### RECORDS FOR THIS EXERCISE ###
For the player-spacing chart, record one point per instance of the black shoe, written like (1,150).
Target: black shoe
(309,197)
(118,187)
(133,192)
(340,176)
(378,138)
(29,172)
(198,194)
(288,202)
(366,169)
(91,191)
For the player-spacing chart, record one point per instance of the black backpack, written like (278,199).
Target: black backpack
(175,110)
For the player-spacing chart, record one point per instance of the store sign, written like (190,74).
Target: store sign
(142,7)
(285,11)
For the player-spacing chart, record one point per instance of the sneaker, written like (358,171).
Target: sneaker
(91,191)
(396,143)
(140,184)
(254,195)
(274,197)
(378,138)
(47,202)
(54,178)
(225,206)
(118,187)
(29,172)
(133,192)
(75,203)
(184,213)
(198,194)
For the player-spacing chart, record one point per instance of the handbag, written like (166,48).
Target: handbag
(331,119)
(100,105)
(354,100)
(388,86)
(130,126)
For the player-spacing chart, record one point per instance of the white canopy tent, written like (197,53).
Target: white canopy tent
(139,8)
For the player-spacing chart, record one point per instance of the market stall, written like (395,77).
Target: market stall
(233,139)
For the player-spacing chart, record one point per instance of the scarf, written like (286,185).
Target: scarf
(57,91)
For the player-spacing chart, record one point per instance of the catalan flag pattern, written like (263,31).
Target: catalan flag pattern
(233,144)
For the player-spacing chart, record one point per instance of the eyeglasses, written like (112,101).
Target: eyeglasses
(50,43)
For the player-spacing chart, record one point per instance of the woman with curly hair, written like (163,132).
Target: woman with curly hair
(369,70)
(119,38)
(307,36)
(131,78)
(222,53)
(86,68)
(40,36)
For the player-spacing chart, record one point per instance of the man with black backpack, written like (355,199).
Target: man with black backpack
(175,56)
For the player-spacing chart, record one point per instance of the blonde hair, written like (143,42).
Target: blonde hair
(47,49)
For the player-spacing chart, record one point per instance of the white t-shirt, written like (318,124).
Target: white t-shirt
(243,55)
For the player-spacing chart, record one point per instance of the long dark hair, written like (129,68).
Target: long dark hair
###
PROMPT -
From the entries above, pull out each line that includes "long".

TASK RESPONSE -
For the player-spacing chart, record one point per instance of the long dark hair, written like (129,68).
Target: long dark hair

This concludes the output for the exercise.